[Begin]

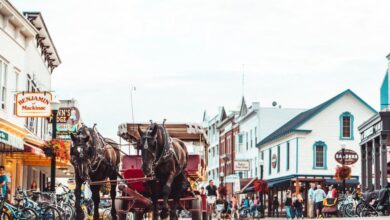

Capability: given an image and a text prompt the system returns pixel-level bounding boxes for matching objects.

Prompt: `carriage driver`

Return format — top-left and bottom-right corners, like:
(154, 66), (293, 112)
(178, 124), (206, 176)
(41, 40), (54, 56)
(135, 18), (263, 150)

(206, 180), (218, 205)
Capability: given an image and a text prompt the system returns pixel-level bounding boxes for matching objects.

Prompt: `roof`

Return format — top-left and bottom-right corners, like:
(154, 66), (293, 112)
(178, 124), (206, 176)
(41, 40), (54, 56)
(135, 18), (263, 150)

(256, 89), (377, 147)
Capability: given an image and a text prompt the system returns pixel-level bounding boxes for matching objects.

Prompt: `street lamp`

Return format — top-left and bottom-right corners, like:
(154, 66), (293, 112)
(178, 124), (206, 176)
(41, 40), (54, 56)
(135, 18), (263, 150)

(259, 160), (265, 217)
(50, 98), (61, 192)
(341, 144), (345, 195)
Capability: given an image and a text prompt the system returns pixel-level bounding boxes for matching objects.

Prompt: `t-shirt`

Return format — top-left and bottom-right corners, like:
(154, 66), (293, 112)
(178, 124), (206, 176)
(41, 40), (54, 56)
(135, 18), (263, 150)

(206, 185), (217, 196)
(314, 189), (326, 202)
(0, 175), (8, 196)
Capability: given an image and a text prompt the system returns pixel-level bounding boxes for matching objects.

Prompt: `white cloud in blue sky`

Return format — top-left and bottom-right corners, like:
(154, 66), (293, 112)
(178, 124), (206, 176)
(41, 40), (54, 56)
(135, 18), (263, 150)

(11, 0), (390, 137)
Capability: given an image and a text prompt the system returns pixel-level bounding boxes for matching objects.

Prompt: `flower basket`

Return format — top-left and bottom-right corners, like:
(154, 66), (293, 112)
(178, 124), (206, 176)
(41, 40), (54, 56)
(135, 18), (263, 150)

(335, 166), (352, 181)
(253, 180), (268, 193)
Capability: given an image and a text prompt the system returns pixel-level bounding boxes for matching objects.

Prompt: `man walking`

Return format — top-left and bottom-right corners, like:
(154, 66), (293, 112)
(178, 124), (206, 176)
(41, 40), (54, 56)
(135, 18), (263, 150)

(314, 184), (326, 218)
(307, 183), (315, 218)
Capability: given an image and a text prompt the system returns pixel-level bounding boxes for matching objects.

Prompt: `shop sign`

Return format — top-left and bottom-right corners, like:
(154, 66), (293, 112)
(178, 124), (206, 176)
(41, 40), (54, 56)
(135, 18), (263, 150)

(16, 92), (52, 118)
(271, 154), (278, 169)
(334, 149), (359, 165)
(49, 107), (80, 125)
(234, 160), (250, 171)
(0, 130), (8, 141)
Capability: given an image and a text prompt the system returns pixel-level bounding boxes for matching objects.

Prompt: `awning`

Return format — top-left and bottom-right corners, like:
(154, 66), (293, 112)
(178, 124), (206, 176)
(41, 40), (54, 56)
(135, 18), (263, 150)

(324, 179), (359, 186)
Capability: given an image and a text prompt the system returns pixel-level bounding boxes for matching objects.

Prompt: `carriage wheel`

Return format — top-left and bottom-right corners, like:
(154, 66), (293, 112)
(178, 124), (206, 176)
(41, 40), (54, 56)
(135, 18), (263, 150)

(191, 195), (202, 220)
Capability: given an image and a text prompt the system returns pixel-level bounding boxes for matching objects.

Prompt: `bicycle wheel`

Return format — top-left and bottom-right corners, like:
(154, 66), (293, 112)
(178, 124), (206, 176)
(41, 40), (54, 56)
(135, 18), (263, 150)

(43, 206), (62, 220)
(62, 204), (75, 220)
(344, 203), (355, 217)
(18, 208), (38, 220)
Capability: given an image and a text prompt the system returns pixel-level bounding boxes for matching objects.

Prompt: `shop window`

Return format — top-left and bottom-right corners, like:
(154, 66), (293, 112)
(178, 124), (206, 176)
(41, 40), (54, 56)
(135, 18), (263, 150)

(340, 112), (354, 140)
(313, 141), (327, 169)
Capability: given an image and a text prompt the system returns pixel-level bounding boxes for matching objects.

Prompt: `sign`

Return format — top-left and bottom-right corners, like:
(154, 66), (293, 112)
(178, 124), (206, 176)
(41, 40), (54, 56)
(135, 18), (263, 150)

(0, 130), (8, 141)
(16, 92), (52, 118)
(234, 160), (250, 171)
(49, 107), (80, 125)
(225, 174), (240, 183)
(271, 154), (278, 169)
(334, 149), (359, 165)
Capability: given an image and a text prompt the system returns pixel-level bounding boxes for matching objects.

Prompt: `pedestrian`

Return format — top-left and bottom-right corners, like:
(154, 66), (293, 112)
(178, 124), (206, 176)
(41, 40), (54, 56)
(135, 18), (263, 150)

(314, 184), (326, 218)
(307, 183), (316, 218)
(272, 195), (279, 218)
(284, 190), (292, 219)
(294, 194), (303, 219)
(0, 166), (9, 199)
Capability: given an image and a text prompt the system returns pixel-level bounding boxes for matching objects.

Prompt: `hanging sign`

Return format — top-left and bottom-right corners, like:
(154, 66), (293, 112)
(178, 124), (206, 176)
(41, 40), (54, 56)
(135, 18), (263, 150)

(234, 160), (250, 171)
(334, 149), (359, 165)
(271, 154), (278, 169)
(16, 92), (52, 118)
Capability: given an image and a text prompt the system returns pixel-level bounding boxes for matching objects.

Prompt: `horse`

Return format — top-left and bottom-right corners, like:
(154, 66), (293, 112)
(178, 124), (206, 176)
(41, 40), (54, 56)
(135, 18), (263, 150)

(70, 124), (120, 220)
(137, 123), (188, 220)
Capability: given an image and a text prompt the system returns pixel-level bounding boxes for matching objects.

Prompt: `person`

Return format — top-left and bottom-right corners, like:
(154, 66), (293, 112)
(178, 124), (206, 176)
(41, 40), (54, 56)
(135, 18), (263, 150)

(284, 190), (292, 219)
(294, 194), (303, 219)
(307, 183), (316, 218)
(206, 180), (218, 212)
(314, 184), (326, 218)
(0, 166), (9, 197)
(272, 195), (279, 218)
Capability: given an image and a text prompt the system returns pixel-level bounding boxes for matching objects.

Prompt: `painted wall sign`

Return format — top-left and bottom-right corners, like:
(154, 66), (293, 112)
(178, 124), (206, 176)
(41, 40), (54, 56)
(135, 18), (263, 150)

(234, 160), (250, 171)
(271, 154), (278, 169)
(16, 92), (52, 118)
(334, 149), (359, 165)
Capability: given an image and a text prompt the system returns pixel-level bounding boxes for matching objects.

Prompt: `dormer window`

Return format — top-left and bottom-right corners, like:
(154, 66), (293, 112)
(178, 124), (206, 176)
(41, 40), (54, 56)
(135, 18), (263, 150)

(340, 112), (354, 140)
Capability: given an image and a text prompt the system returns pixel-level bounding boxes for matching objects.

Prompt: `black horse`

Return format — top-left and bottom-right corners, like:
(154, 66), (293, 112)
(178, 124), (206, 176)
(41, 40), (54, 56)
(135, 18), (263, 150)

(71, 125), (120, 220)
(137, 123), (188, 219)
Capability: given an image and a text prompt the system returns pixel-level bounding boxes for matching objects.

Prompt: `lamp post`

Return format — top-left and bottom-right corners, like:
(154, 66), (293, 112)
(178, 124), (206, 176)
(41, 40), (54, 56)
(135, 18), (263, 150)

(341, 144), (345, 195)
(259, 160), (264, 217)
(50, 99), (61, 192)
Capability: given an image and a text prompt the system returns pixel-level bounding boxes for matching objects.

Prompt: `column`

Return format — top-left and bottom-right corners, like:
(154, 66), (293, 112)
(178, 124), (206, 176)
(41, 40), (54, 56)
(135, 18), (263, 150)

(372, 138), (381, 189)
(366, 143), (373, 190)
(380, 136), (387, 187)
(360, 144), (367, 190)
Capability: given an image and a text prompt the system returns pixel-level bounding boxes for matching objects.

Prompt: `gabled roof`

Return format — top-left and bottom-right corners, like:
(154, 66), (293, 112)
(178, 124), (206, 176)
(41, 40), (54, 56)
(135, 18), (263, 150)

(238, 96), (248, 117)
(256, 89), (377, 147)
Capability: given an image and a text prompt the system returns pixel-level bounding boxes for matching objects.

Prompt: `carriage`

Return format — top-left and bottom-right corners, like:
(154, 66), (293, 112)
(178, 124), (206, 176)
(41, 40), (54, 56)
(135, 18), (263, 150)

(111, 124), (210, 220)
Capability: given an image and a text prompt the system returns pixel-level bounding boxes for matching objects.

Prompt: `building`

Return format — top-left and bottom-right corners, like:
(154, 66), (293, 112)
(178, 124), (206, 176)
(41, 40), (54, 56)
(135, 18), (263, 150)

(217, 109), (240, 195)
(0, 0), (61, 192)
(258, 89), (376, 217)
(235, 97), (303, 179)
(203, 107), (226, 185)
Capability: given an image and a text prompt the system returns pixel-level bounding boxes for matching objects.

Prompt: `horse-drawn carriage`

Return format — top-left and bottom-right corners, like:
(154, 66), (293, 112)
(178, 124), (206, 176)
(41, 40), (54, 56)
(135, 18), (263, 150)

(117, 155), (207, 219)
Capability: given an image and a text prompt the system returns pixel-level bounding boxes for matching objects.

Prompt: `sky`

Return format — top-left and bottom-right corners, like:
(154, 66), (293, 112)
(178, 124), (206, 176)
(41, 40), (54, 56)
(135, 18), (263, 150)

(10, 0), (390, 138)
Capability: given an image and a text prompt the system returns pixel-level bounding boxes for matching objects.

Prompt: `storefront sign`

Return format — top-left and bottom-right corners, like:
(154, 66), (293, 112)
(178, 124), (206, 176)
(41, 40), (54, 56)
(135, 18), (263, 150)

(271, 154), (278, 169)
(334, 149), (359, 165)
(234, 160), (250, 171)
(49, 107), (80, 125)
(16, 92), (52, 118)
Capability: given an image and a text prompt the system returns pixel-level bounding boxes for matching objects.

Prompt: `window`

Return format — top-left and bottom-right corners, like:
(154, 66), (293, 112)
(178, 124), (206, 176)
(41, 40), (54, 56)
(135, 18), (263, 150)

(286, 142), (290, 170)
(340, 112), (353, 140)
(313, 141), (327, 169)
(268, 149), (272, 175)
(276, 145), (280, 173)
(0, 60), (8, 109)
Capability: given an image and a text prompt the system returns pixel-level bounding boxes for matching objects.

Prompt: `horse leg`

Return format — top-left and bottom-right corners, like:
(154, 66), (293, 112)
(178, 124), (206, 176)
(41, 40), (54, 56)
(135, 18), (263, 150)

(161, 172), (175, 218)
(110, 172), (118, 220)
(91, 185), (100, 220)
(74, 174), (85, 220)
(149, 181), (158, 220)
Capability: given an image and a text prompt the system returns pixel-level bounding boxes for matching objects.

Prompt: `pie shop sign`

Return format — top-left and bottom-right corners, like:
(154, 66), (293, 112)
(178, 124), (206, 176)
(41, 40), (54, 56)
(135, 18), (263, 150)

(16, 92), (52, 118)
(334, 149), (359, 165)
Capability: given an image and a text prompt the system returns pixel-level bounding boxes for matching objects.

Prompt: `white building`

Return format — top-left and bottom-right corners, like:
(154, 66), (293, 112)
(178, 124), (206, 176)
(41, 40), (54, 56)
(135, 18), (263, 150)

(259, 90), (376, 211)
(203, 107), (226, 185)
(0, 0), (61, 192)
(235, 97), (303, 178)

[End]

Aim:
Lay out as a numbered list every line from the start of the rows through the line containing "(206, 180), (218, 205)", both included. Omit blank lines and the pictures.

Solution for this problem:
1. Capability: given an image and a text prompt the system returns pixel-level bounding boxes for matching objects.
2. Prompt: `carriage driver`
3. Return format — top-left and bottom-right corners, like:
4. (154, 66), (293, 112)
5. (178, 124), (206, 176)
6. (41, 40), (54, 56)
7. (135, 18), (263, 150)
8. (206, 180), (218, 205)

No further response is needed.